Okuma Metni:
------------------------
Gazeteci ağabeyimiz Sökmen Baykara, Meltem'de denize ve stadyum inşaatına nazır oturur. Adam doğuştan şanslıdır zaten, fotoğrafların en iyisini de stüdyodan farksız evinin balkonundan çeker. Stadyum inşaatının fotoğrafını çekerek Facebook'da paylaşmış. Şöyle yazıyor:
- ''AVM yapılmayacak demişlerdi, ama bir kıpırdanma var''
***
AKP'nin seçimlerde alınan sonuçlar nedeniyle kızdığı illerin başında gelen Antalya'da bir süre önce temeli atılan 75 milyon liraya mal olacak stadyum inşaatını Toplu Konut İdaresi (TOKİ) ihale etti. Üstelik çok büyük işmiş gibi ihaleyi 4'lü konsorsiyum kazanmış. 800 günde bitecek olan inşaatın hali ortada 300 günü geçti Hala ortada birşey yok.
Bu konu işin başka bir yönü de, biz konumuza dönelim. Mahkeme tarafından iptal edilen ve Menderes Türel döneminde Büyükşehir Belediyesi tarafından yapılan önceki ihalede, yapımcı firmaya stadyum inşaatına karşı aynı arazide 40 bin metrekarelik arsa verilmişti. Ancak TOKİ'nin yaptığı ihalede ve sonrası yapılan sözleşmede bu konuda bir hüküm yok. Aynı plan uygulandığı için de 40 bin metrekarelik arazi Gençlik ve Spor Hizmetleri Genel Müdürlüğü'nün mülkiyetinde görünüyor.
***
Bunları durup dururken niçin yazıyorum?
Çünkü Sökmen Baykara bir cümlelik paylaşımı ile kafamı karıştırdı.
Çünkü TOKİ o denli yetkilerle donatılmış ki, herhangi bir kişiye ait olsa bile mülkiyet hakkı filan dinlemeden o araziyi planlama, üzerine istediği inşaatı yapmaya, dilediğine ihale etmeye, ya da emanet usulü yapmaya yetkili. Bulunduğu kentin ne belediyesine ne mülki amirine ve ne de halkına sorma ihtiyacı yok. Bu eylemi varsa rant getiren araziniz o'nun üzerine de yapabilirler. Şimdi mimarlar, belediyenin imar müdürlüklerindeki yetkililer, araziniz pürüzlü ve inşaat yapamıyorsanız;
- ''TOKİ'ye başvur inşaat iznini alırsın'' diyorlar.
------------------------
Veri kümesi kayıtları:
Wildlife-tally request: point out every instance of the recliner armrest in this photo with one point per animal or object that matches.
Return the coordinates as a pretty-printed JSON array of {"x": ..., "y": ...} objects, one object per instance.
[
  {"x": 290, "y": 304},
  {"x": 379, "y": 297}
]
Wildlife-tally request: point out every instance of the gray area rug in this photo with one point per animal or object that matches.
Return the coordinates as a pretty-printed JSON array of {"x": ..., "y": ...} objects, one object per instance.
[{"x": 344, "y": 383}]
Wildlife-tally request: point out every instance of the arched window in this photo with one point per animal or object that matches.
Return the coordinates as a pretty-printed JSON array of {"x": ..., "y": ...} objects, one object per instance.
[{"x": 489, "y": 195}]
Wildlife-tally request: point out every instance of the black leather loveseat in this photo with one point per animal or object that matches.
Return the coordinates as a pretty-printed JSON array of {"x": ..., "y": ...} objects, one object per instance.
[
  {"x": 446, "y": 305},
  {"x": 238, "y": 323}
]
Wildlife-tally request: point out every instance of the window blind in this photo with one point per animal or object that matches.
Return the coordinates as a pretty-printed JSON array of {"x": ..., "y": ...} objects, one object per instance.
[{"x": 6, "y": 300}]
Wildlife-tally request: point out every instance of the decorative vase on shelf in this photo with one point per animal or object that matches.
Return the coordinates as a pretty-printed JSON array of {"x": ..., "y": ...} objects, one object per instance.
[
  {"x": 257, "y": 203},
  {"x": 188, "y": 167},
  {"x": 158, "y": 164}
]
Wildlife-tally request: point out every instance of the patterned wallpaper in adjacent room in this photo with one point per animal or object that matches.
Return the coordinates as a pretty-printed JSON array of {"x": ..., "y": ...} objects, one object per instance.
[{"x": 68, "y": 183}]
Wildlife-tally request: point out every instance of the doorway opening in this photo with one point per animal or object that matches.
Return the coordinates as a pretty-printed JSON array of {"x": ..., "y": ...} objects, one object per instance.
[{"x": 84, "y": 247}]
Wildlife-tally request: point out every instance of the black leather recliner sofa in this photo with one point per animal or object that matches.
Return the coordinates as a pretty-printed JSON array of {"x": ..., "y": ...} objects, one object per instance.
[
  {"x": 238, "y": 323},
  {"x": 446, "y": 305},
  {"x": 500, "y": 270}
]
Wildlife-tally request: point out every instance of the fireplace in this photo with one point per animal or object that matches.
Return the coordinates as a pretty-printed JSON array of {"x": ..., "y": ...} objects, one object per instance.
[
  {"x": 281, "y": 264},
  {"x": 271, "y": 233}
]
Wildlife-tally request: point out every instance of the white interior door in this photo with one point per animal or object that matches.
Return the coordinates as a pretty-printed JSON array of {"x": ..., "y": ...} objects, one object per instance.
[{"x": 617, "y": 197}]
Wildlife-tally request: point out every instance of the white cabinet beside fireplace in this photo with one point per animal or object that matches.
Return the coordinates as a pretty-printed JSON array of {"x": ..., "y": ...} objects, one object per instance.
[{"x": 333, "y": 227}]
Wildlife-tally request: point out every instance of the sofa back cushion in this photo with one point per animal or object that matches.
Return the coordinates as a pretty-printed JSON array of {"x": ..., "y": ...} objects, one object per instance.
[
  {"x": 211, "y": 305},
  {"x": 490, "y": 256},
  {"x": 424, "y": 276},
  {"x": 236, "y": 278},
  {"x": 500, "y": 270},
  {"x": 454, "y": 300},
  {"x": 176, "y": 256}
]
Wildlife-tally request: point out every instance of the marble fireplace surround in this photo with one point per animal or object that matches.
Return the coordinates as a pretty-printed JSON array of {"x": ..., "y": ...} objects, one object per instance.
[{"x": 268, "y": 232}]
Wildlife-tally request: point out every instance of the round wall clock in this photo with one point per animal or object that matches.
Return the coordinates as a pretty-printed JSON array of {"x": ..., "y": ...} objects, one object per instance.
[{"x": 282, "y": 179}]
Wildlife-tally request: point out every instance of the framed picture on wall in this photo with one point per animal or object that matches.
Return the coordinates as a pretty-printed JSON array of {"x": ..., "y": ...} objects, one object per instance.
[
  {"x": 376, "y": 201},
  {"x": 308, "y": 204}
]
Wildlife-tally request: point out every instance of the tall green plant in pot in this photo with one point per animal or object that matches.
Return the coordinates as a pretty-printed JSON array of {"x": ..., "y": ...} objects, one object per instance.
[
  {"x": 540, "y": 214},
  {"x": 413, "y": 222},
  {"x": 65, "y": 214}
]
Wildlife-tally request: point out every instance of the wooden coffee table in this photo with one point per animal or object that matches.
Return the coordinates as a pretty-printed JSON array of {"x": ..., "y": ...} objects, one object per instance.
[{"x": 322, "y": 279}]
------------------------
Çözülecek Alıştırmalar:
(A) Okuma metninden, "Bu konu işin" sözcüklerinin yer aldığı yerden başlayıp "dururken niçin yazıyorum?" sözcüklerinden sonra durarak ilgili bölümü hiçbir değişiklik yapmadan yineleyiniz.
(B) Okuma metninde rakamla yazılmış bütün sayıları, her birini bir kez anarak listeleyiniz.
Yalnızca okuma metnini esas alınız.

Görev Sırasıyla Çözümler:
(A)
Bu konu işin başka bir yönü de, biz konumuza dönelim. Mahkeme tarafından iptal edilen ve Menderes Türel döneminde Büyükşehir Belediyesi tarafından yapılan önceki ihalede, yapımcı firmaya stadyum inşaatına karşı aynı arazide 40 bin metrekarelik arsa verilmişti. Ancak TOKİ'nin yaptığı ihalede ve sonrası yapılan sözleşmede bu konuda bir hüküm yok. Aynı plan uygulandığı için de 40 bin metrekarelik arazi Gençlik ve Spor Hizmetleri Genel Müdürlüğü'nün mülkiyetinde görünüyor.
***
Bunları durup dururken niçin yazıyorum?

(B)
75 (milyon lira)
4 (4'lü konsorsiyum)
800 (gün)
300 (gün)
40 (bin metrekare)